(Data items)
<<<<

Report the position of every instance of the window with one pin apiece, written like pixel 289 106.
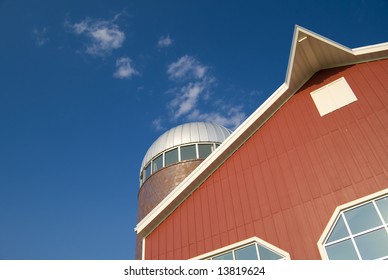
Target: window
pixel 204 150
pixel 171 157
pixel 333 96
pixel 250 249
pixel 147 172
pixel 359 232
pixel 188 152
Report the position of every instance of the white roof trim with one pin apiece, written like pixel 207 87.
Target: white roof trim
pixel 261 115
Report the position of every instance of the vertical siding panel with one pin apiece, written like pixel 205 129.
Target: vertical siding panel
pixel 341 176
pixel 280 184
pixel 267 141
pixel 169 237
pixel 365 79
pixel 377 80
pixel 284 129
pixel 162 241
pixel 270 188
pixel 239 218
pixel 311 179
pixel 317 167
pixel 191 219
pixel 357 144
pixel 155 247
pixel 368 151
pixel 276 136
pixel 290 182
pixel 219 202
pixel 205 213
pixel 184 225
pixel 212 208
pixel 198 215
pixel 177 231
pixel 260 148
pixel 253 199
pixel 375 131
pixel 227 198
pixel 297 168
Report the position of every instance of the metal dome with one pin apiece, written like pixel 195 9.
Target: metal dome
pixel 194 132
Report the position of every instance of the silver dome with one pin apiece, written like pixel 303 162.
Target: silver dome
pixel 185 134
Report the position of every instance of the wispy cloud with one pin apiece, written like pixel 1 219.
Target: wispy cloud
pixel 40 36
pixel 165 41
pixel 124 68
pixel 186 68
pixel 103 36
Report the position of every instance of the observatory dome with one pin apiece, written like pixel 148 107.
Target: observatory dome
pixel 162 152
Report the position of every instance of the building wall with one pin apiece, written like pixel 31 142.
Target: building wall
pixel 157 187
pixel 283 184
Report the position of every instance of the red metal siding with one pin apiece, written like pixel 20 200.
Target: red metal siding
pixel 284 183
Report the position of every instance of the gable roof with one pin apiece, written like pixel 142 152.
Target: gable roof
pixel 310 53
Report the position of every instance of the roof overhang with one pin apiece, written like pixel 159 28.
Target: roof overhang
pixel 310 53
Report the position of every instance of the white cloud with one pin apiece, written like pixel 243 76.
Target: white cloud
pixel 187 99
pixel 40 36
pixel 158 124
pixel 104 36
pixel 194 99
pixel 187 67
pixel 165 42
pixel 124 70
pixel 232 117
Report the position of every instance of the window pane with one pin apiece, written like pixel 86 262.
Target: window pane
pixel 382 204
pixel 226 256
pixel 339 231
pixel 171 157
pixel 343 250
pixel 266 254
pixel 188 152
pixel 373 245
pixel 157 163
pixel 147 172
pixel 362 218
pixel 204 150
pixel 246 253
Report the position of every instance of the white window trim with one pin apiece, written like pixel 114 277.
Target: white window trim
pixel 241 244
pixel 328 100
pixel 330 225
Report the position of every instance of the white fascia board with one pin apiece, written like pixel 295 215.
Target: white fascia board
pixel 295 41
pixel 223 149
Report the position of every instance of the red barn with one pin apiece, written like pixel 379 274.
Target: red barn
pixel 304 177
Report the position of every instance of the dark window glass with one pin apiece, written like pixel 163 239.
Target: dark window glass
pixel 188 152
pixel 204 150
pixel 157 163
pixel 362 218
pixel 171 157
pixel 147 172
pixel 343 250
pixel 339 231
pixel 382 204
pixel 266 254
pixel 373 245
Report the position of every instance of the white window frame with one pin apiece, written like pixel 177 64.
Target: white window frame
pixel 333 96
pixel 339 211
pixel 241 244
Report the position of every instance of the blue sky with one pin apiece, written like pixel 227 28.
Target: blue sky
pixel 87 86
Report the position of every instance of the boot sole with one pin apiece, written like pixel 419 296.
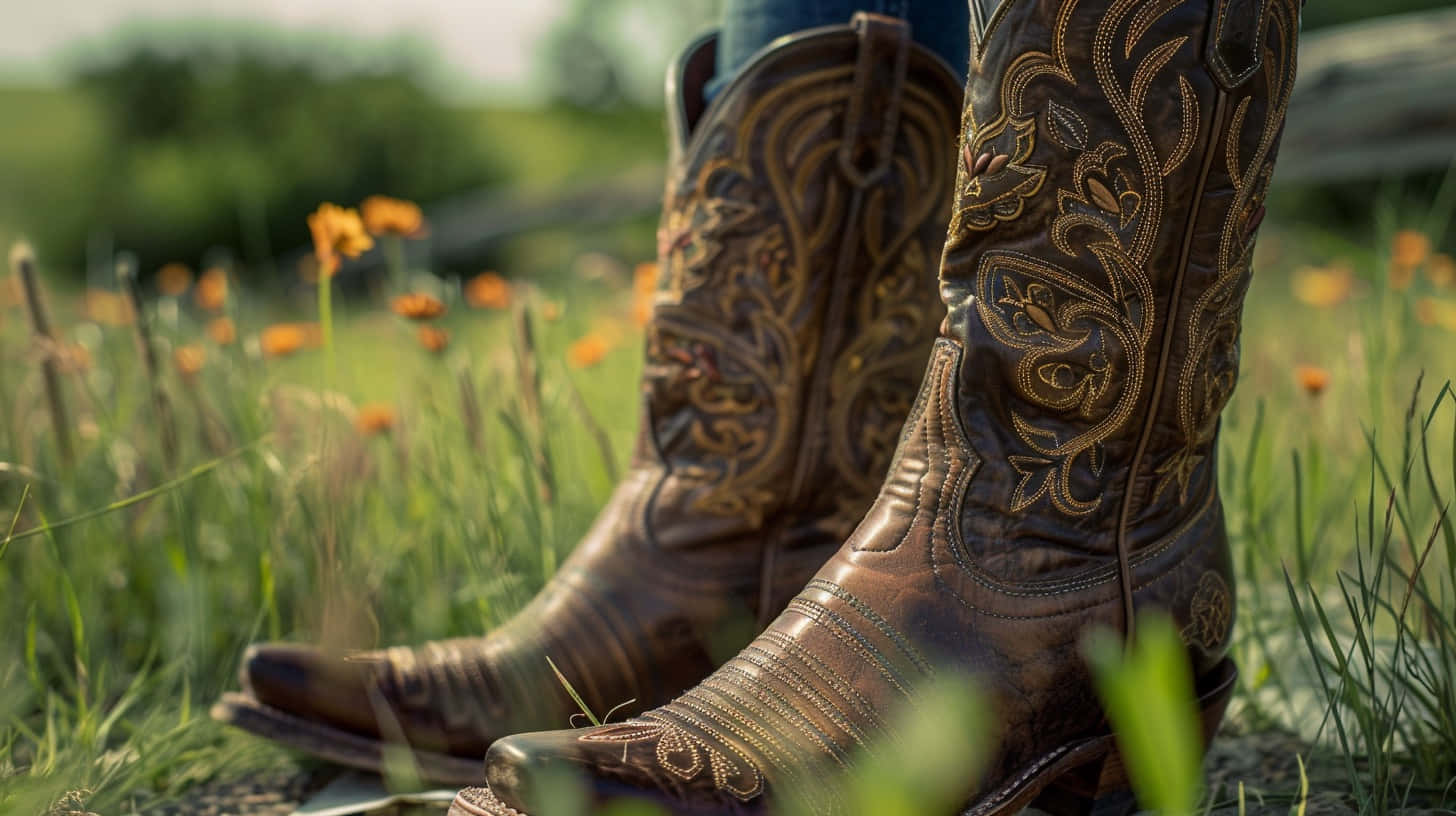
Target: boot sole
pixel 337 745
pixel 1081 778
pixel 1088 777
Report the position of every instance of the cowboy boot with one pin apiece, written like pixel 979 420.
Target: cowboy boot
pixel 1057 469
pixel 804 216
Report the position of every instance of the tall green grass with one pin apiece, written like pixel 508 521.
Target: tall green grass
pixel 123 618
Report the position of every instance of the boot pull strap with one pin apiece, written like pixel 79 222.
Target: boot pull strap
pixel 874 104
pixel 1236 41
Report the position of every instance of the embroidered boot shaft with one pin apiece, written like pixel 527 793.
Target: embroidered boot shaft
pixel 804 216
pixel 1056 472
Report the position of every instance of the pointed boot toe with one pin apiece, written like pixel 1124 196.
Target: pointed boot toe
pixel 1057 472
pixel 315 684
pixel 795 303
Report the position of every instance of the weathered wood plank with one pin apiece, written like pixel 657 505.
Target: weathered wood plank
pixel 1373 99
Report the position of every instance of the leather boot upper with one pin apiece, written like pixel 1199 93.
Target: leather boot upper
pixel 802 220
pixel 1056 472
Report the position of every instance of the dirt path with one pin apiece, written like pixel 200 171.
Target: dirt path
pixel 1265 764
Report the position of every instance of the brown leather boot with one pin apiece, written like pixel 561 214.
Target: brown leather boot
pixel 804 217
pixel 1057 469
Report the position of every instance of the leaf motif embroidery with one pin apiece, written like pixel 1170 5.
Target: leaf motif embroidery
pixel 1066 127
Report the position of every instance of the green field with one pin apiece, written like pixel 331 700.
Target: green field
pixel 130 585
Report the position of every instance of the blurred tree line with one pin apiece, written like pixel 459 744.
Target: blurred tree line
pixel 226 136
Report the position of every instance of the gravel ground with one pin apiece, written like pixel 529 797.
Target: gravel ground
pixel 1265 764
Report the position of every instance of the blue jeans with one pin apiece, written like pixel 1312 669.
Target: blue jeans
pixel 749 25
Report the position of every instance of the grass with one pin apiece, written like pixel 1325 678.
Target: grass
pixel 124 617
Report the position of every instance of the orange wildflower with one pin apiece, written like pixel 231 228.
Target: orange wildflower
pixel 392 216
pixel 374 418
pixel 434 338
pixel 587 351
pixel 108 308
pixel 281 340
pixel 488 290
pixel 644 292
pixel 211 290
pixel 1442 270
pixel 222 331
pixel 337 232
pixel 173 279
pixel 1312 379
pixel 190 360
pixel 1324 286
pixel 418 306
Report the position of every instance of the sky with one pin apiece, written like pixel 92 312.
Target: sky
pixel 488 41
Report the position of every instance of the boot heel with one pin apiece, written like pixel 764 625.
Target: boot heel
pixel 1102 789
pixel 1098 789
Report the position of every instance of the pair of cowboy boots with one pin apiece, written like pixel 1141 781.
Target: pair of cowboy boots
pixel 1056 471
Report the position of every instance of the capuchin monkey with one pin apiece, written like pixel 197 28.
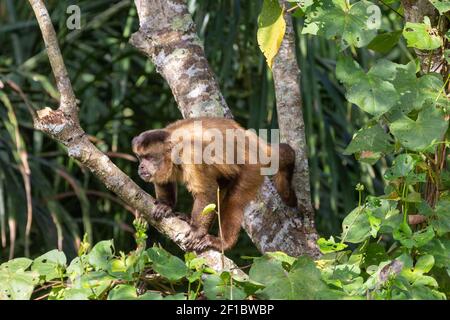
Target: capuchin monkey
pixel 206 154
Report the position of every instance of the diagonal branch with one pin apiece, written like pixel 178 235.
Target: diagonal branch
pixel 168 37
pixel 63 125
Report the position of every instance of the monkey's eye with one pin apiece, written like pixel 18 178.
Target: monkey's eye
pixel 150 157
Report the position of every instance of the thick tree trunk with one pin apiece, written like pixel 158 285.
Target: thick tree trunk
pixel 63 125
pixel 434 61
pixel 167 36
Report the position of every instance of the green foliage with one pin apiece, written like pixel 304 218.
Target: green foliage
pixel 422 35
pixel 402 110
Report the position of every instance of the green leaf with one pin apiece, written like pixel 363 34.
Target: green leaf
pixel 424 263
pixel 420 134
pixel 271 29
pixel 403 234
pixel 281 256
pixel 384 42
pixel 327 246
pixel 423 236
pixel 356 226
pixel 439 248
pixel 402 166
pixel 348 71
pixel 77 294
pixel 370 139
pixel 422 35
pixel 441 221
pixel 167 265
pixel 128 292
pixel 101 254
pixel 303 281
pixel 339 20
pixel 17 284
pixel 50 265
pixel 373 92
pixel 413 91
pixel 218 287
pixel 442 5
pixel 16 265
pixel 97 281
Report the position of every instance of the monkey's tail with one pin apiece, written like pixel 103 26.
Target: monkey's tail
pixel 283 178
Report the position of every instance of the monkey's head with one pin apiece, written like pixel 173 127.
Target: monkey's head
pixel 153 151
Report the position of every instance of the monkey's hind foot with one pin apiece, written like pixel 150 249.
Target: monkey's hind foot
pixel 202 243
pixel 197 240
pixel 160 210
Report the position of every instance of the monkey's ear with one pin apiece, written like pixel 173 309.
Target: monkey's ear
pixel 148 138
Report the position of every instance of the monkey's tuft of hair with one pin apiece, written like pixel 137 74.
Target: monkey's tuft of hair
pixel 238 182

>>>>

TASK TO CARRY OUT -> Return, with no changes, every line from the one containing "Report the position of every instance of the gable" through the one containing "pixel 330 225", both of those lines included.

EXERCISE RESULT ->
Report the position of every instance of the gable roof with one pin apiece, written like pixel 142 152.
Target: gable roof
pixel 310 53
Report the position of every instance of the roof overhang with one pin apiece, written like pixel 159 28.
Target: roof overhang
pixel 310 53
Report the position of every instance of the white cloud with one pin apiece, written like pixel 243 76.
Target: white cloud
pixel 187 99
pixel 40 36
pixel 158 124
pixel 104 36
pixel 194 99
pixel 187 67
pixel 165 42
pixel 124 70
pixel 232 117
Report the position of every instance of the window pane with one pin apiece, written like pixel 86 262.
Target: window pane
pixel 382 204
pixel 226 256
pixel 339 231
pixel 171 157
pixel 343 250
pixel 266 254
pixel 188 152
pixel 373 245
pixel 157 163
pixel 147 172
pixel 362 218
pixel 204 150
pixel 246 253
Report the position of every instance of the white window trim with one pin apiece, written like pixel 114 277.
Target: white window trim
pixel 241 244
pixel 328 100
pixel 330 225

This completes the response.